◆ **What you should do**
Check the records below line by line for the string "instance". Give the number of lines that contain it and nothing else.

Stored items
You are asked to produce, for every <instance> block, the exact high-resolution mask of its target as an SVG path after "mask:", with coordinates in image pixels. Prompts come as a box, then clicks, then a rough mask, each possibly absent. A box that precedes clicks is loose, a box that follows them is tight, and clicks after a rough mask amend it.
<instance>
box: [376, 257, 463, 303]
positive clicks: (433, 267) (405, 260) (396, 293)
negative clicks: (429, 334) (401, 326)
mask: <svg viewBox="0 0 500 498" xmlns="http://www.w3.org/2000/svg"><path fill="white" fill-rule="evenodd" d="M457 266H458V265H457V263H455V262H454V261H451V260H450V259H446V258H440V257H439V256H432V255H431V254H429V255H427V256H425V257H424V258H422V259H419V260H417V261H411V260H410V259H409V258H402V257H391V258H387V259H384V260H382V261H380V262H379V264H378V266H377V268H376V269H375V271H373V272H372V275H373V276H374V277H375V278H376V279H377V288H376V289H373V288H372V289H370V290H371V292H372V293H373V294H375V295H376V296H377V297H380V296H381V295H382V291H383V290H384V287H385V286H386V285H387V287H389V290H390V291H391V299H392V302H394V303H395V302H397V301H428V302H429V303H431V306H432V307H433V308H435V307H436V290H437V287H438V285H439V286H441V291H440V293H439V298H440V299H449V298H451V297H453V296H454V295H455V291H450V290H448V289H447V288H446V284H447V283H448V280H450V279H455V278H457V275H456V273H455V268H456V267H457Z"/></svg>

◆ **Task solution**
2